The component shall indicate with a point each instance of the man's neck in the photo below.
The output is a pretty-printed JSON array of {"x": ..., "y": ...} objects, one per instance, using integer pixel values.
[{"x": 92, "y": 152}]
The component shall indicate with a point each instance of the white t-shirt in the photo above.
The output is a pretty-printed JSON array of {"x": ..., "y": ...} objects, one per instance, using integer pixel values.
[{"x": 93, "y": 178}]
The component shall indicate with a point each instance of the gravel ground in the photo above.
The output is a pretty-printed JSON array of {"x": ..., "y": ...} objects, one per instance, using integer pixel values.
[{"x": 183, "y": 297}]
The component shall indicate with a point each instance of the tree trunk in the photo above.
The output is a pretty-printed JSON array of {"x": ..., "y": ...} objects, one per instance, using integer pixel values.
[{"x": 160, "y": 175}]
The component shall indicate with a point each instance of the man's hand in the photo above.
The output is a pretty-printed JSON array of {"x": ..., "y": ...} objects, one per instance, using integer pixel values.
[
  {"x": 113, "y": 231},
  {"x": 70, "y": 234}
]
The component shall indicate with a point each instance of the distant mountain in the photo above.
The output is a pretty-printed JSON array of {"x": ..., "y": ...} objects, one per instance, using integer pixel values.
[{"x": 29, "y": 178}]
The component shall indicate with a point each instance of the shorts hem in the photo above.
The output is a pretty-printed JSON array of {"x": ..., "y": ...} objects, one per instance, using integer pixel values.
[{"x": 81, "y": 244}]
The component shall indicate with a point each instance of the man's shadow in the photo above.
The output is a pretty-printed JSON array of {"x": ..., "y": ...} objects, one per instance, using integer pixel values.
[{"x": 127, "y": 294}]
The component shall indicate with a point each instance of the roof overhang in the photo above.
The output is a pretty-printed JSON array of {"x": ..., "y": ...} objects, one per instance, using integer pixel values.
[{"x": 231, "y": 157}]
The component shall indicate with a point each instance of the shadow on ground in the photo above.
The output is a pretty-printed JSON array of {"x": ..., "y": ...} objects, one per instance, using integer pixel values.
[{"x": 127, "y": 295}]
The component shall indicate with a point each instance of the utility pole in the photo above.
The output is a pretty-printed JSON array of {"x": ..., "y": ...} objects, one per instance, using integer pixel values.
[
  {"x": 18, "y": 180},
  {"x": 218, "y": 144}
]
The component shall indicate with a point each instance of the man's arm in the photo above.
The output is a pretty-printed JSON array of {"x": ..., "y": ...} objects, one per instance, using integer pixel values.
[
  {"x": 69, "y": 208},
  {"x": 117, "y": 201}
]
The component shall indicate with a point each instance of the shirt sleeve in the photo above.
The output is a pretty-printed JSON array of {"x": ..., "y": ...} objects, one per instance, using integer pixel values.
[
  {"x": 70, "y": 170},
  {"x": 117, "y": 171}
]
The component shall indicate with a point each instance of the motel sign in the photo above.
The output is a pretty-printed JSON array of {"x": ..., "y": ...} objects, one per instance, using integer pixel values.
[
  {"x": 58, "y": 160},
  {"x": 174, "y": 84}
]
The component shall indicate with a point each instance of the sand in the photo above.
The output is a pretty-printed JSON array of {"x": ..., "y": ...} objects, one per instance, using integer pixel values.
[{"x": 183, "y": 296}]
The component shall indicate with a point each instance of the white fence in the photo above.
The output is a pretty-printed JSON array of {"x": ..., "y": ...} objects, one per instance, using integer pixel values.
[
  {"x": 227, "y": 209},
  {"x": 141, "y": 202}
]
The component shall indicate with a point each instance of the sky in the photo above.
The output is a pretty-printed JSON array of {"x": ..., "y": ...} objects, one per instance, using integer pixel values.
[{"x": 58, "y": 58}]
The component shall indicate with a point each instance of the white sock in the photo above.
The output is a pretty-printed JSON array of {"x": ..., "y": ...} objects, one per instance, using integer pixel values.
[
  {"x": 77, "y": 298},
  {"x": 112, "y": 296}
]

■ **Problem details**:
Set down the entries verbatim, leaving none out.

■ **Reply to the task**:
The component shall indicate with a point each instance of the man's neck in the photo below.
The output is a pretty-printed JSON array of {"x": ..., "y": ...} objects, one per instance, using integer pixel values.
[{"x": 92, "y": 152}]
The component shall indicate with a point each instance of the white t-shirt in the photo above.
The output is a pretty-printed JSON array of {"x": ..., "y": ...} objects, one per instance, using integer pixel values.
[{"x": 93, "y": 178}]
The component shall indicate with a point each instance of the gravel ground in the photo above.
The output is a pretty-printed JSON array of {"x": ..., "y": ...} objects, one per instance, using integer pixel values.
[{"x": 183, "y": 297}]
The component shall indicate with a point each instance of the tree trunk in the photo above.
The output is a pretty-printed JSON array of {"x": ..., "y": ...} objects, one per instance, using integer pixel values.
[{"x": 160, "y": 175}]
The component shall indicate with a point each instance of the man's hand in the photo above.
The output is a pretty-printed JSON array of {"x": ..., "y": ...} objects, one per instance, using integer pixel values.
[
  {"x": 113, "y": 231},
  {"x": 70, "y": 234}
]
The component shall indicate with a point each instance of the distant mountain in the photo above.
The output is a pretty-printed JSON array of {"x": ..., "y": ...} objects, one per instance, using integer pixel values.
[{"x": 29, "y": 178}]
The component shall indicate with a point each instance of the shorts hem in the photo above.
The output is a pretty-printed JSON array of {"x": ..., "y": ...} objects, one per instance, using integer pixel values.
[{"x": 81, "y": 244}]
The component shall indicate with a point each instance of the man's shadow in the photo above.
The output is a pretty-printed JSON array of {"x": ..., "y": ...} objects, one per instance, using integer pixel values.
[{"x": 127, "y": 294}]
The component shall indicate with a point each instance of the roof overhang in the photo above.
The output is a pretty-printed JSON array of {"x": ..., "y": ...} objects, one per instance, using integer pixel values.
[{"x": 231, "y": 157}]
The component shall indicate with a point each instance of the shadow on ground in the photo above.
The output is a pretty-printed JSON array of {"x": ..., "y": ...} objects, one per instance, using integer pixel values.
[{"x": 127, "y": 295}]
The component shall indicate with a point each instance of the utility pole in the photo above.
The output is a pretty-printed JSON array of {"x": ..., "y": ...} objects, one per instance, using integer pixel values.
[
  {"x": 18, "y": 180},
  {"x": 218, "y": 144}
]
The component shall indicate with a point each instance of the man's arm in the photo above.
The output is a pretty-printed JSON array of {"x": ..., "y": ...} objects, one per instance, using integer pixel values.
[
  {"x": 69, "y": 208},
  {"x": 117, "y": 201}
]
The component shall indicate with a point each instance of the shirt sleeve in the photo above.
The output is a pretty-printed JSON array of {"x": ..., "y": ...} objects, one per instance, using integer pixel values.
[
  {"x": 70, "y": 170},
  {"x": 117, "y": 171}
]
The component shall indicate with a point each instance of the motel sign in the photo above.
The output is a pretty-printed JSON array of {"x": ..., "y": ...} objects, one per instance, using integer pixel values.
[
  {"x": 58, "y": 160},
  {"x": 174, "y": 84}
]
The component shall indicate with a point each instance of the sand in the photo above.
The output is a pretty-printed JSON array of {"x": ..., "y": ...} objects, one per instance, using integer pixel values.
[{"x": 183, "y": 296}]
The component shall indicate with a point each instance of the white fence in the photo above.
The output is a pretty-printed JSON array of {"x": ..., "y": ...} objects, one per instance, using integer pixel values.
[
  {"x": 227, "y": 209},
  {"x": 141, "y": 202}
]
The component shall indicate with a point each instance of the sky in the photo above.
The output is a pretty-printed JSON array of {"x": ..., "y": ...} objects, one per instance, using integer pixel values.
[{"x": 58, "y": 58}]
The component shall indicate with a point each instance of the white sock in the photo above.
The output is a pretty-printed JSON array of {"x": ..., "y": ...} objects, one per instance, using integer pixel values.
[
  {"x": 77, "y": 298},
  {"x": 112, "y": 296}
]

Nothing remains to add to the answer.